───── ENTRIES PROVIDED

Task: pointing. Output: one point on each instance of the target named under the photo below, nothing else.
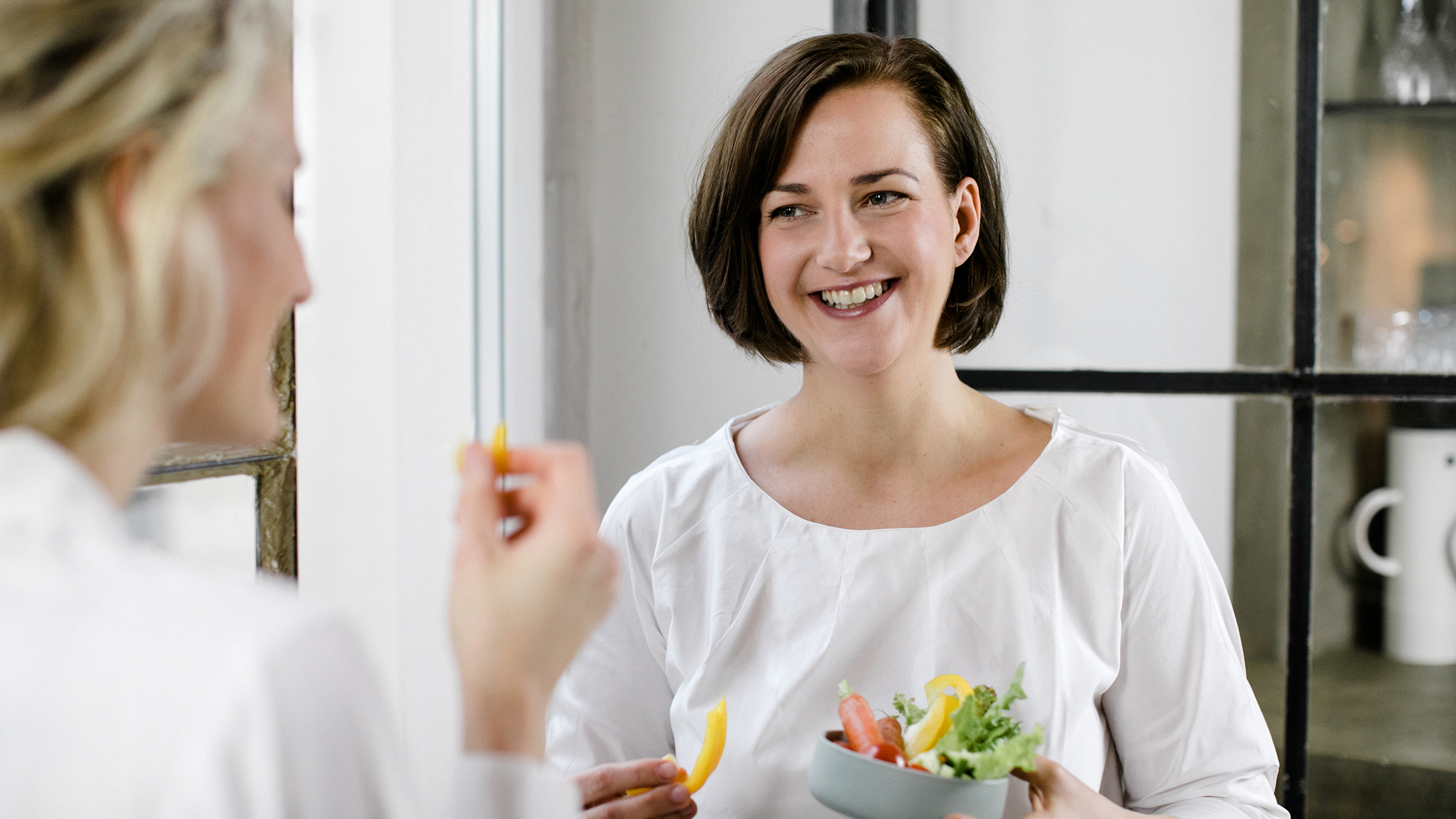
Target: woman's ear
(966, 205)
(123, 177)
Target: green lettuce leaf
(1005, 757)
(909, 710)
(983, 741)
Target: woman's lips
(857, 311)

──────────

*WHAT YOU WILL DO:*
Format every line of the rows above as a JSON list of strings, one string per line, with blank lines skipped and the picture omitted.

*ANSWER BELOW:*
[
  "Task: pointing. Output: one point on each instance of the target named under the photo below, nothing else.",
  "Target: woman's ear",
  "(966, 205)",
  "(123, 177)",
  "Target: green lettuce leaf",
  "(1005, 757)",
  "(909, 710)",
  "(983, 741)",
  "Target: woman's lips",
  "(857, 311)"
]